### SHORT PROBLEM
Give the rows as a numbered list, skipping blank lines. Begin at the first row and stop after the line that contains "69), (205, 44)]]", including that line.

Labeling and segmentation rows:

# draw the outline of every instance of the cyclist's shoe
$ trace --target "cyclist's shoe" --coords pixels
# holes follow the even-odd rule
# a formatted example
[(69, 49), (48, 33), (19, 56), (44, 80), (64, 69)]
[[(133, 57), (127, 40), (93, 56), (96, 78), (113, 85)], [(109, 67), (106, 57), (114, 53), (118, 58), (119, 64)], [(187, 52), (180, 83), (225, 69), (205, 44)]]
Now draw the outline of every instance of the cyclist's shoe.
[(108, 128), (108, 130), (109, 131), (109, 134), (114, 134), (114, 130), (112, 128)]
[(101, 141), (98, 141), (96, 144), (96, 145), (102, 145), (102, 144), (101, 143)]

### EXERCISE RESULT
1. # draw the outline of every instance of the cyclist's shoe
2. $ trace --target "cyclist's shoe" --coords pixels
3. # holes follow the even-odd rule
4. # a formatted example
5. [(69, 49), (48, 33), (19, 56), (44, 80), (64, 69)]
6. [[(133, 57), (127, 40), (93, 56), (96, 78), (113, 85)], [(109, 67), (106, 57), (114, 53), (118, 58), (119, 64)], [(187, 52), (180, 83), (225, 69), (205, 44)]]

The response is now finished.